§ DATASET RECORDS:
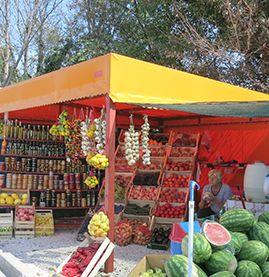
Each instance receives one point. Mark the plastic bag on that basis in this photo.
(123, 233)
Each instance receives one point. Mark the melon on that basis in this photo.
(242, 236)
(201, 248)
(255, 251)
(223, 274)
(221, 260)
(216, 234)
(235, 242)
(237, 220)
(265, 269)
(248, 269)
(177, 265)
(264, 217)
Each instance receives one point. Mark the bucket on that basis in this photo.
(178, 232)
(254, 178)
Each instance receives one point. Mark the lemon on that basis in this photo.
(3, 195)
(9, 200)
(24, 201)
(24, 196)
(15, 196)
(17, 201)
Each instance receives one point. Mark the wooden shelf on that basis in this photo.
(63, 190)
(63, 208)
(34, 156)
(32, 172)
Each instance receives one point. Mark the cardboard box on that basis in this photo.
(149, 262)
(44, 225)
(98, 259)
(6, 225)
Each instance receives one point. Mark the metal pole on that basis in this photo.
(191, 218)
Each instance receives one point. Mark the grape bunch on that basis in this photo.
(91, 181)
(1, 126)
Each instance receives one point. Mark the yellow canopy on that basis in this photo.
(126, 80)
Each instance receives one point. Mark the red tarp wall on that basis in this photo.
(245, 142)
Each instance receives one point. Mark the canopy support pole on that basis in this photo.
(110, 174)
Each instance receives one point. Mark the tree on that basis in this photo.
(20, 21)
(228, 40)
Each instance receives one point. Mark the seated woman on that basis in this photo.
(214, 195)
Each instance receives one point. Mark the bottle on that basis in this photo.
(29, 132)
(88, 199)
(38, 133)
(93, 199)
(15, 147)
(24, 132)
(20, 131)
(16, 129)
(46, 150)
(48, 133)
(22, 148)
(9, 147)
(4, 147)
(5, 129)
(43, 132)
(11, 132)
(34, 133)
(30, 149)
(26, 148)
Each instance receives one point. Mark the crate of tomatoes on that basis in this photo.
(87, 259)
(169, 212)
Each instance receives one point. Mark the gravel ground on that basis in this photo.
(46, 252)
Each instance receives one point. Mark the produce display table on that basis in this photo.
(255, 208)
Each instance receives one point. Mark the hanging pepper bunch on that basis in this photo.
(99, 225)
(98, 161)
(91, 131)
(100, 132)
(63, 126)
(85, 140)
(73, 143)
(131, 144)
(145, 138)
(91, 181)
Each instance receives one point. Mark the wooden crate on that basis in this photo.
(139, 200)
(6, 225)
(46, 230)
(24, 229)
(159, 246)
(98, 259)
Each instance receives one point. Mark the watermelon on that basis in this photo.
(255, 251)
(262, 235)
(242, 236)
(235, 242)
(265, 269)
(201, 248)
(217, 235)
(177, 265)
(254, 230)
(248, 269)
(223, 274)
(221, 260)
(237, 220)
(264, 217)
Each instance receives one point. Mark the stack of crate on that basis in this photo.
(6, 225)
(24, 221)
(44, 226)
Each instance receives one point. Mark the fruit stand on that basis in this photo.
(112, 81)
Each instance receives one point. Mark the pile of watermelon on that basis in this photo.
(237, 245)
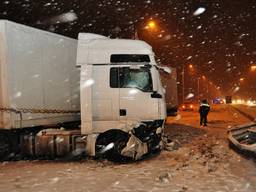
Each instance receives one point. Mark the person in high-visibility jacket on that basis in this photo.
(204, 110)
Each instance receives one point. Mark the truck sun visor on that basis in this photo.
(124, 58)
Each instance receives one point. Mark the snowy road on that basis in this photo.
(203, 162)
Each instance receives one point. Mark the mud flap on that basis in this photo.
(135, 148)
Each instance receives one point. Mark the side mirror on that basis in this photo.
(156, 95)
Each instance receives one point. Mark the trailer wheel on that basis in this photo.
(110, 144)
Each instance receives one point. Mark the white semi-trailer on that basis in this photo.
(122, 99)
(39, 84)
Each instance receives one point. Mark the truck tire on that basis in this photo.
(110, 144)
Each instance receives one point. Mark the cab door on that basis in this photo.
(137, 99)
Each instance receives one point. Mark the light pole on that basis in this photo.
(183, 84)
(198, 89)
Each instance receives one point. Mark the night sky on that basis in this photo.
(220, 41)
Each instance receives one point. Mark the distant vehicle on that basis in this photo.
(188, 106)
(228, 99)
(218, 101)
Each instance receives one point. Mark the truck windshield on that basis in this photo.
(125, 77)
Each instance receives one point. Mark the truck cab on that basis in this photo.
(122, 99)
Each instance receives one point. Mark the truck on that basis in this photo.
(169, 81)
(95, 96)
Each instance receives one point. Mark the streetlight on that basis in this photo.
(253, 68)
(191, 67)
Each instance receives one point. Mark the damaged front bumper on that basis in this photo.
(144, 139)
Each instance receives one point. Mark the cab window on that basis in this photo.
(125, 77)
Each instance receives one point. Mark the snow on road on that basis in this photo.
(203, 162)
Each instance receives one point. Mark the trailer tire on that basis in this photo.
(119, 139)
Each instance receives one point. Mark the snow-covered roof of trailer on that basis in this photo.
(97, 49)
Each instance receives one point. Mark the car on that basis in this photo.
(187, 106)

§ WORK REQUIRED: Print each line, starting with the one that contains "Each instance receives one point. Mark the snow on" and ending with the last line of the data, exactly as it stands and with no other lines.

§ EXERCISE OUTPUT:
Each instance receives one point. Mark the snow on road on that basis in this photo.
(203, 162)
Each instance receives one point. Mark the trailer tire on that basis in this photo.
(119, 139)
Each instance receives one point. Mark the snow-covered roof of trailer on that basis in this photo.
(97, 49)
Each instance receives one point. Mark the car on that basis in this photo.
(187, 106)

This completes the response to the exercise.